◆ Goal ◆
Please rewrite the data from the line containing "Examine the image, then mark where rocking chair armrest" up to and including the line containing "[216,247,264,260]", changing "armrest" to "arm" and leaving everything else in those lines as it is.

◆ Input data ◆
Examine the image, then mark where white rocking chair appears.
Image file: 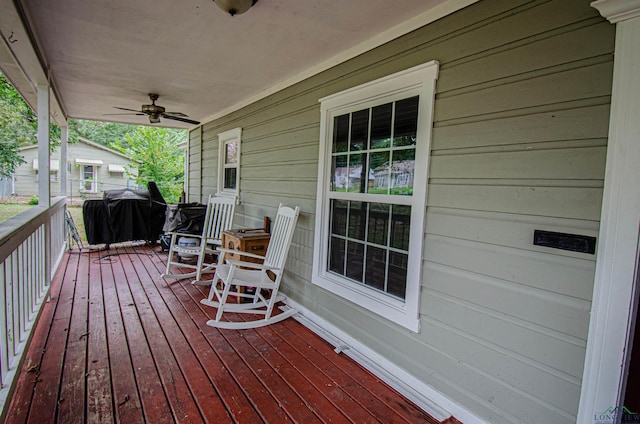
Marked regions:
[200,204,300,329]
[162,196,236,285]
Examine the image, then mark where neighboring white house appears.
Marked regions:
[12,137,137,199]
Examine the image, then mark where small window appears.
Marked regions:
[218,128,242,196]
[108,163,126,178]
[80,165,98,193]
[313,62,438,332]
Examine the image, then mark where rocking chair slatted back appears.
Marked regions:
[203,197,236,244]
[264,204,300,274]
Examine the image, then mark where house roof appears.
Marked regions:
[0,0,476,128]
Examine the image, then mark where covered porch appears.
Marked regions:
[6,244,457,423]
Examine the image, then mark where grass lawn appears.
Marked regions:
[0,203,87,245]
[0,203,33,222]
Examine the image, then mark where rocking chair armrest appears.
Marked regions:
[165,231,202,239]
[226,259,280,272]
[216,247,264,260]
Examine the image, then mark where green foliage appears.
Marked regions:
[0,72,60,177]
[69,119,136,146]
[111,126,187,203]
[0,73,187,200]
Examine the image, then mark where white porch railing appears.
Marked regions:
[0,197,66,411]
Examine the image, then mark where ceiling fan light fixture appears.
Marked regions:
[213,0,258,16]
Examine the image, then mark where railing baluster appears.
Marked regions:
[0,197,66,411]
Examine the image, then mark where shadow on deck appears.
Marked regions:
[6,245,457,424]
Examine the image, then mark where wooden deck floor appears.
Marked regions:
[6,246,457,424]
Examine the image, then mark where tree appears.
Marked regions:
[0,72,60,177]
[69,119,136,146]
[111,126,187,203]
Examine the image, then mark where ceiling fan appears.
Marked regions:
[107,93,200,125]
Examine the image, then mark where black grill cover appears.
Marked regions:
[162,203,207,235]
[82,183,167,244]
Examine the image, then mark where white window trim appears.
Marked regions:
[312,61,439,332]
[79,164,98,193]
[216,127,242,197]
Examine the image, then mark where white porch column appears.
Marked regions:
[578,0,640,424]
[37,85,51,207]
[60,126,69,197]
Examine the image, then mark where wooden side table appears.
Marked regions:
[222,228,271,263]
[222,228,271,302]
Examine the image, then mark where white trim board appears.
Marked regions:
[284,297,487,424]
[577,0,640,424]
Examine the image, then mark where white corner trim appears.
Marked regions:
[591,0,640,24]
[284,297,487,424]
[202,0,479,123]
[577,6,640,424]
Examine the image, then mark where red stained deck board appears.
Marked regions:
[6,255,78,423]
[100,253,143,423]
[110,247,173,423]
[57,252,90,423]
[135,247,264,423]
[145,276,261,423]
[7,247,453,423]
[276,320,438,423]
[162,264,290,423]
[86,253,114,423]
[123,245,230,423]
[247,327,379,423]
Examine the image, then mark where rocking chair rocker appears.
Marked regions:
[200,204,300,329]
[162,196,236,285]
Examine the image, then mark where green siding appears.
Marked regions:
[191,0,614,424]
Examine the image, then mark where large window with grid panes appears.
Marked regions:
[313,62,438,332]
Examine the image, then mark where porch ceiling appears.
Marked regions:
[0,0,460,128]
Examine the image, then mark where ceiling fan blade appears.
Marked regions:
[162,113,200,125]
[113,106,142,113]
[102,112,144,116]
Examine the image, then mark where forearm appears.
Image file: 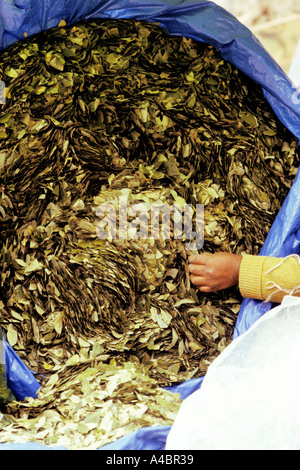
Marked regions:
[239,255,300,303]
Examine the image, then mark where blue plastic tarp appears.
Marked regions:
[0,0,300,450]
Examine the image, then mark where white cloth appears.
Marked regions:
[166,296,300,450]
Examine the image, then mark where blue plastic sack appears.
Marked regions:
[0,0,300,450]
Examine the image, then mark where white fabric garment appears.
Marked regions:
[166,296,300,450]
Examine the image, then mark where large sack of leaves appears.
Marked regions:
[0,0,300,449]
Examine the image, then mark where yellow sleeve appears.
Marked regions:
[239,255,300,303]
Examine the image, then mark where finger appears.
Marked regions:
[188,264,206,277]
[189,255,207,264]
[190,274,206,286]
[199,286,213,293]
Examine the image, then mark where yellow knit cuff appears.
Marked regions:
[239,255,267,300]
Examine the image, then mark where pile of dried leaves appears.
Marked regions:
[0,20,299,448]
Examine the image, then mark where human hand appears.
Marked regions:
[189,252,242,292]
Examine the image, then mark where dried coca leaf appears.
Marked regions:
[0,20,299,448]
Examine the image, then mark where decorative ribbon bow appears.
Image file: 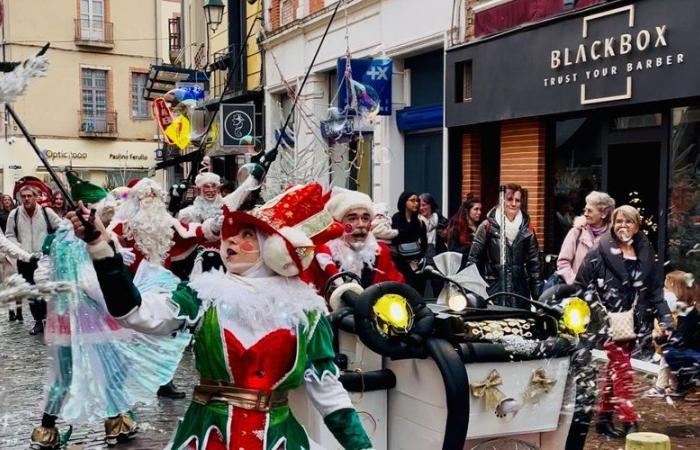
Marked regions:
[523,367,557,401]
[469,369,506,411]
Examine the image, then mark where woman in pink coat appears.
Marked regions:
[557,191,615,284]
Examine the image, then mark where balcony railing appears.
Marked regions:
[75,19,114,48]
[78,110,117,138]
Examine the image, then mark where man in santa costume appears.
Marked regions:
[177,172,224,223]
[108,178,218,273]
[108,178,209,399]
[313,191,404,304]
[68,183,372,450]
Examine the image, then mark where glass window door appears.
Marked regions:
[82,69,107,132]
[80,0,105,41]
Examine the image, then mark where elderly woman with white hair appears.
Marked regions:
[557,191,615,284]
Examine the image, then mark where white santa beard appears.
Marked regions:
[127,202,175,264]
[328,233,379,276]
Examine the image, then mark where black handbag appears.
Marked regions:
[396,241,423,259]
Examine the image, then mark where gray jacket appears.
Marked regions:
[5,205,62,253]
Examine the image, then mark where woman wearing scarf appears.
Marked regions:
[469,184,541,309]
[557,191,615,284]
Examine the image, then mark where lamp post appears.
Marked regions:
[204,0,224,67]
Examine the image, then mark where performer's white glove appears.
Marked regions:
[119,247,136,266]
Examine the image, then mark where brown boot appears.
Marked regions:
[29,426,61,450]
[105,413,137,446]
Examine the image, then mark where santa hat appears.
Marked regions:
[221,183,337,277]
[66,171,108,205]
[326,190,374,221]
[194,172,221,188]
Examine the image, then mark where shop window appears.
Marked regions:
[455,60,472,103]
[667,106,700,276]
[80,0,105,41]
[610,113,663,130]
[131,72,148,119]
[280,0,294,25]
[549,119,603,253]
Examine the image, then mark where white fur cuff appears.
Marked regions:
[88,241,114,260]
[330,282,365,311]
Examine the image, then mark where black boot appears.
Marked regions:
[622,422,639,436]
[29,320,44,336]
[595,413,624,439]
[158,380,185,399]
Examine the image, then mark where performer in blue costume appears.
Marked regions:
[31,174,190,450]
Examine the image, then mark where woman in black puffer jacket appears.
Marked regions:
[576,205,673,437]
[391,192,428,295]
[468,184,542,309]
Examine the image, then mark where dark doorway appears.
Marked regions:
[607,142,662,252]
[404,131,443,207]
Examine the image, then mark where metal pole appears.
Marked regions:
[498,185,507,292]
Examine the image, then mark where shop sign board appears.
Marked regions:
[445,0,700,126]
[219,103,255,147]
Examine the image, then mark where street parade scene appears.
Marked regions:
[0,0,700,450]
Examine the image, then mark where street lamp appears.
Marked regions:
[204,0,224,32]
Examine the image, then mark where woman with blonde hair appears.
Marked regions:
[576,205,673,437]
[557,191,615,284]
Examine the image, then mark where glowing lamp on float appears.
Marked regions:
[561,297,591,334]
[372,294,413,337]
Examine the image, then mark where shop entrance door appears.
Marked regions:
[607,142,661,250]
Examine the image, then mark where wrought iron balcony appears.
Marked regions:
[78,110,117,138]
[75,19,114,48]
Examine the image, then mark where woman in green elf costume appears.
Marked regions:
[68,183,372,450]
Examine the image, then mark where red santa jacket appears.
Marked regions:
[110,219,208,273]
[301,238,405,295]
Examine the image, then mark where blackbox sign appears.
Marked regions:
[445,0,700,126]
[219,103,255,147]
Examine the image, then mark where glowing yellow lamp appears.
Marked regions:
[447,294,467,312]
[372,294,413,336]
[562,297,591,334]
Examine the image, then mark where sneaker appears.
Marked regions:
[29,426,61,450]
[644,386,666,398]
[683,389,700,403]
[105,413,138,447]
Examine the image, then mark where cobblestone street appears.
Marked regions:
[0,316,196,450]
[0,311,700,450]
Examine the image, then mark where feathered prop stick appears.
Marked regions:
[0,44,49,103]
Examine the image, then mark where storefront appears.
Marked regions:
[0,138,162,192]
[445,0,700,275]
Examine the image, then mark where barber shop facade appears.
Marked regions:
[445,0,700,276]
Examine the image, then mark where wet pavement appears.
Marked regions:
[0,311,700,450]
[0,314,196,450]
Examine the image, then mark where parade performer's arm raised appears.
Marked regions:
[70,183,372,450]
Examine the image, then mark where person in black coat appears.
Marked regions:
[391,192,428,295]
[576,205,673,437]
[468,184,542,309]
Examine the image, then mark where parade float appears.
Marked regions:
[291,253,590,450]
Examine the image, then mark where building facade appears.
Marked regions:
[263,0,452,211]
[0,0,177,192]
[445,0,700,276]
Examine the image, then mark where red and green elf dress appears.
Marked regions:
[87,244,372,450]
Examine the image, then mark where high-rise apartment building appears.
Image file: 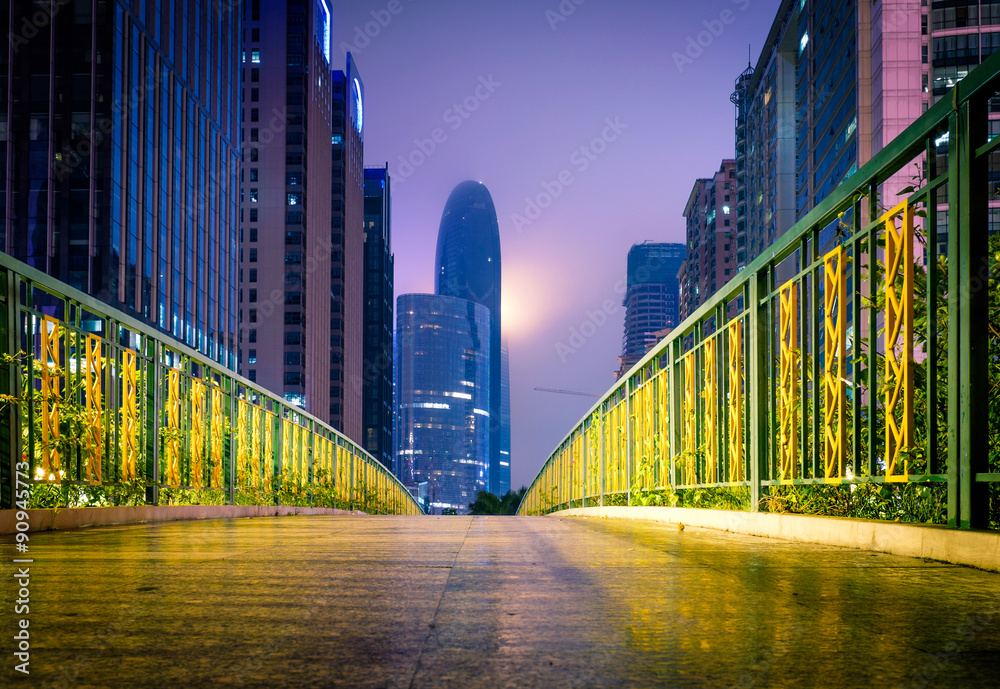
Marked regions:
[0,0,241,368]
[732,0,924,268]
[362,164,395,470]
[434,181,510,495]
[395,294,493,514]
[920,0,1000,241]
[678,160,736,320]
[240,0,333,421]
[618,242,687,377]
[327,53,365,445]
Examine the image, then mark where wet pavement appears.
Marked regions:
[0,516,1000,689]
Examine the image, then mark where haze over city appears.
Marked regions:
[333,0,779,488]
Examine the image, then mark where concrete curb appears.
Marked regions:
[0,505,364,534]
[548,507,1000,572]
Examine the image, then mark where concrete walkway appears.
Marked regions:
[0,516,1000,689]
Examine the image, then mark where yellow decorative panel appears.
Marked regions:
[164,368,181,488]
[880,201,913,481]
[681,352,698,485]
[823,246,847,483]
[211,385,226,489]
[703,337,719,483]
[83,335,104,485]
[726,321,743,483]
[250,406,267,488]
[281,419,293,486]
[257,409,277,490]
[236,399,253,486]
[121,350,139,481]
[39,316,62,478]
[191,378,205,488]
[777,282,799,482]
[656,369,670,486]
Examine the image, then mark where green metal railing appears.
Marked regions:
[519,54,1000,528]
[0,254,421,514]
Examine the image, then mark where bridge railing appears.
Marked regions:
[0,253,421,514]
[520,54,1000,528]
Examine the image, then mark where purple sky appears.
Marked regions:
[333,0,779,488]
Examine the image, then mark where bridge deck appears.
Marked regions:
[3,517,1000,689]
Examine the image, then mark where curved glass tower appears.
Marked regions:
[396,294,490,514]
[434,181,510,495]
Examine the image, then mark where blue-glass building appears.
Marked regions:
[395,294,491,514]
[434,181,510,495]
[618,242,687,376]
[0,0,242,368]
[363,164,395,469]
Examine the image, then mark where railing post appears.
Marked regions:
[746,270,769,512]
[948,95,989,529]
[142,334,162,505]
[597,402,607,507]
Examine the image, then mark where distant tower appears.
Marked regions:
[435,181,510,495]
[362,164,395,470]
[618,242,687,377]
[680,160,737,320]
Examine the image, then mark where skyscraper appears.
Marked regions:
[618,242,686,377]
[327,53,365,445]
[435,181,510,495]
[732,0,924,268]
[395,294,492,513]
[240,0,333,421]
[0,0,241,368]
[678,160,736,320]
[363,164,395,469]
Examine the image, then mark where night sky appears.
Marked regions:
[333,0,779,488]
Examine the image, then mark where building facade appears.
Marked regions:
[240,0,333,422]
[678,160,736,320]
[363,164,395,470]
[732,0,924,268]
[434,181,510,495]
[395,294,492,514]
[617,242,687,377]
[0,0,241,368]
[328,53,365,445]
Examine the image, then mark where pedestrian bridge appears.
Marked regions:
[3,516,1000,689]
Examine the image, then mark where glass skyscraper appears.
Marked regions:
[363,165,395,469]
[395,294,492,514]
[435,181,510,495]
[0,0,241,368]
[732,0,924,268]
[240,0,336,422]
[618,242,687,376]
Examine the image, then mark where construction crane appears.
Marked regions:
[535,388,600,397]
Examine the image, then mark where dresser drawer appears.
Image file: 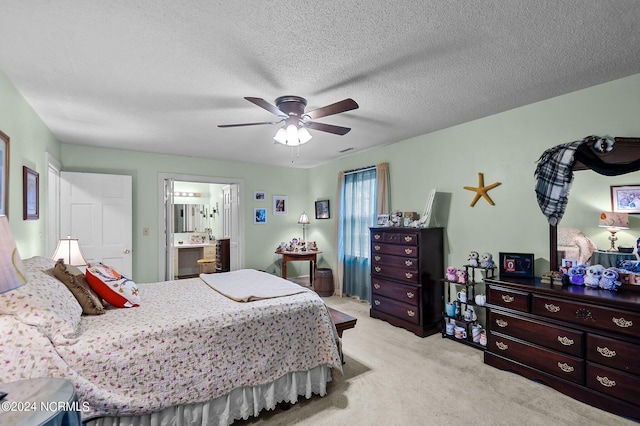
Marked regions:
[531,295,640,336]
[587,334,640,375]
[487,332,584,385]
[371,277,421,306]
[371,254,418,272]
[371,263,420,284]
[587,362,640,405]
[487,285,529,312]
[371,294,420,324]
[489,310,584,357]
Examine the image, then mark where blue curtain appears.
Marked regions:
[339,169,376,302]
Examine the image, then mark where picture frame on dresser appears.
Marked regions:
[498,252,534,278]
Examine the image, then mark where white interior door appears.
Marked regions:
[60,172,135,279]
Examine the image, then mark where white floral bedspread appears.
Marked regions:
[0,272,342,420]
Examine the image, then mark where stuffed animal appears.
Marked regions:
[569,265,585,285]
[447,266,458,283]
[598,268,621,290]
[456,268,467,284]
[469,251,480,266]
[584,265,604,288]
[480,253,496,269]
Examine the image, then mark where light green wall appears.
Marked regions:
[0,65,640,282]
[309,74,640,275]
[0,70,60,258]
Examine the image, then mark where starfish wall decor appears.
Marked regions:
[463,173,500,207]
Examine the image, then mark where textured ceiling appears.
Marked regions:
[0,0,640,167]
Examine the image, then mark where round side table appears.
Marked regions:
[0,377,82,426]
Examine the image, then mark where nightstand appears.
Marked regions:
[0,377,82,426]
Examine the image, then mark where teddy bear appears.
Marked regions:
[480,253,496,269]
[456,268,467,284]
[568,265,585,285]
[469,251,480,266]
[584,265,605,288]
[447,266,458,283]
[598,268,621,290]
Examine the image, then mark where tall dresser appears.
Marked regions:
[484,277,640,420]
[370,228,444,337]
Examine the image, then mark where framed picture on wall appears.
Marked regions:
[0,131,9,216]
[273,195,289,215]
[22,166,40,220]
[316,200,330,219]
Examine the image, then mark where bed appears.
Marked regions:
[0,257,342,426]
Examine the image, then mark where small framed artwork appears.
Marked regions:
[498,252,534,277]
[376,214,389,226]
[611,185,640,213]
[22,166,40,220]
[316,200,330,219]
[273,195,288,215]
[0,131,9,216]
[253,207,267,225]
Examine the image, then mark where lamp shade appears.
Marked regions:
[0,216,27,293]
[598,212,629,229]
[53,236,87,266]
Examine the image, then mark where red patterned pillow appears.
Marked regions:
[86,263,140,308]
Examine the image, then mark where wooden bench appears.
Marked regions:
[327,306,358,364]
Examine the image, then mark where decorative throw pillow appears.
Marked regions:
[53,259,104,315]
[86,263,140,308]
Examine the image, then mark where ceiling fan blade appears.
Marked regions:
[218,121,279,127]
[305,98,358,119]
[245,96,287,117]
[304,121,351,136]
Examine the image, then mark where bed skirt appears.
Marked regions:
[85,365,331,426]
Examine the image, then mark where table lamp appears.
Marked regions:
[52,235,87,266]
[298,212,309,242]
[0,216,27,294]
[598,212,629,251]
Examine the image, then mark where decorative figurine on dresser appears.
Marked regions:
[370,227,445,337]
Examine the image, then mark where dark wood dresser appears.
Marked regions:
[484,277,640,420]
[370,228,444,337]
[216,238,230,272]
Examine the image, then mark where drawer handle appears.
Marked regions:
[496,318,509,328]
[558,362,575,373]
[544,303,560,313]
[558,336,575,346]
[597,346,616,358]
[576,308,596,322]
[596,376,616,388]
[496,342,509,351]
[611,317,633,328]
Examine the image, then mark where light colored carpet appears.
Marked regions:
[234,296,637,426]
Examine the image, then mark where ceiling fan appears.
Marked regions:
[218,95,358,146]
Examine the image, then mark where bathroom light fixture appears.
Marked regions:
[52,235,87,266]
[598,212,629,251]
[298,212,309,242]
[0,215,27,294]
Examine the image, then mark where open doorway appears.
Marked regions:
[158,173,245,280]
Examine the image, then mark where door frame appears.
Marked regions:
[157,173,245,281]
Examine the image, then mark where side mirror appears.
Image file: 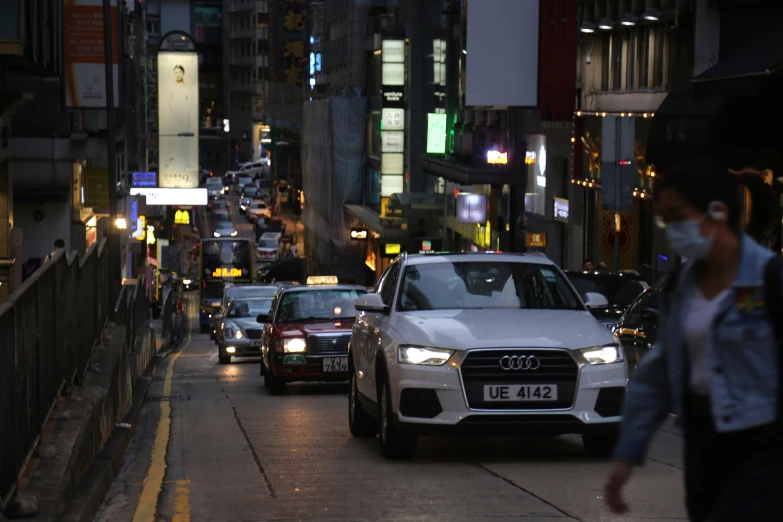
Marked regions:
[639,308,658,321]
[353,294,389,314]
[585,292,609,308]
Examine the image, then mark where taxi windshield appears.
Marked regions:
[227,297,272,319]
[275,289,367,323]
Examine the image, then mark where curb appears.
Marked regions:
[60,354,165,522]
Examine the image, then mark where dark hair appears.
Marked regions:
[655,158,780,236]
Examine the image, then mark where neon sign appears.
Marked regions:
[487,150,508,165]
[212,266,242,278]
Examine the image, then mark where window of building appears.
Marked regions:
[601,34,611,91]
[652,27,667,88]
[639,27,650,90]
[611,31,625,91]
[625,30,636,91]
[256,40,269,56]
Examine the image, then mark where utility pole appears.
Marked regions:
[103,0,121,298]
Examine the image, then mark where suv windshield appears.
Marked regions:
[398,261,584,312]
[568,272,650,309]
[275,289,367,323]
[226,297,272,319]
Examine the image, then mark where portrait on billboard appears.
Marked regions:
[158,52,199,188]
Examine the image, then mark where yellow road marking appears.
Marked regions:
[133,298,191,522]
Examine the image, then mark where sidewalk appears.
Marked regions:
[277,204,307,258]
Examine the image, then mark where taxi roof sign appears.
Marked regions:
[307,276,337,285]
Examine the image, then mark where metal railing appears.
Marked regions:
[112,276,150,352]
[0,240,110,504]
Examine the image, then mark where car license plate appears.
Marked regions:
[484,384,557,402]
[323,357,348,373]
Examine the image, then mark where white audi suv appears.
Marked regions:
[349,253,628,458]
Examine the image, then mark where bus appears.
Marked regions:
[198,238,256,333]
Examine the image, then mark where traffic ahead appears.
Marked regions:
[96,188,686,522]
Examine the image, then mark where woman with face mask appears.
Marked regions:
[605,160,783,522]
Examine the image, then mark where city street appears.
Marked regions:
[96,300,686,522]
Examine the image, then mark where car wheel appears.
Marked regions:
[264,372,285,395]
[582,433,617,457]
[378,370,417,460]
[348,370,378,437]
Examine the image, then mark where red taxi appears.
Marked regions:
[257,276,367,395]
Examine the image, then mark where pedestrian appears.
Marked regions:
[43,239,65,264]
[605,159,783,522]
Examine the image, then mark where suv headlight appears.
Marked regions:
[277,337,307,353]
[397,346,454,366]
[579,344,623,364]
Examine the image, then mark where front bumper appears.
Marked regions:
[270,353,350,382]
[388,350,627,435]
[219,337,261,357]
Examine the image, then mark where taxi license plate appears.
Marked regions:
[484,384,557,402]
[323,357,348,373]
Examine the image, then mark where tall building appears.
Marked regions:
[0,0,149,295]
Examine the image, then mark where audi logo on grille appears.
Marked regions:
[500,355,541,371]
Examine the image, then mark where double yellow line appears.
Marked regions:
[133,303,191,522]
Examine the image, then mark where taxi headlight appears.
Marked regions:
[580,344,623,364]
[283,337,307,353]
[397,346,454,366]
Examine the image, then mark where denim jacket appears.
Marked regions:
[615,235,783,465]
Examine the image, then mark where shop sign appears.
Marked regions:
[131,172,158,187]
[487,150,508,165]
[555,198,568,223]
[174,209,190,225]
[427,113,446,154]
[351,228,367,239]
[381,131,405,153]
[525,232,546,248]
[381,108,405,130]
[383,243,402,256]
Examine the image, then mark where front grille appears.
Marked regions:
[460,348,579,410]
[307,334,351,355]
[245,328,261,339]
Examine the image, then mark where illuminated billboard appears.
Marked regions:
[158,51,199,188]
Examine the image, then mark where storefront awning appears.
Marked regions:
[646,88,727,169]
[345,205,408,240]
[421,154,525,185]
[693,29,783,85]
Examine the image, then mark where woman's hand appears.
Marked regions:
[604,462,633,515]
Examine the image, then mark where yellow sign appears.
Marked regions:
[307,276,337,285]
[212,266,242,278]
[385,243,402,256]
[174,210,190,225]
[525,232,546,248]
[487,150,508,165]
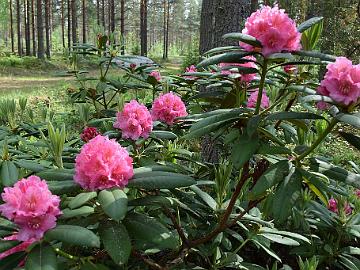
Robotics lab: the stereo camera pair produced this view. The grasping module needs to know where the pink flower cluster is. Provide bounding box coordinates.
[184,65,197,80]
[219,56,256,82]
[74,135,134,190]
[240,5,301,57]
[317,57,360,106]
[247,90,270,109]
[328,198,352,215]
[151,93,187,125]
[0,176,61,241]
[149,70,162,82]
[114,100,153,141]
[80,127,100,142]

◆ Written solution ◆
Examine the image, then mark where rocking chair arm appears.
Marked regions:
[165,231,202,239]
[226,259,280,272]
[216,247,264,260]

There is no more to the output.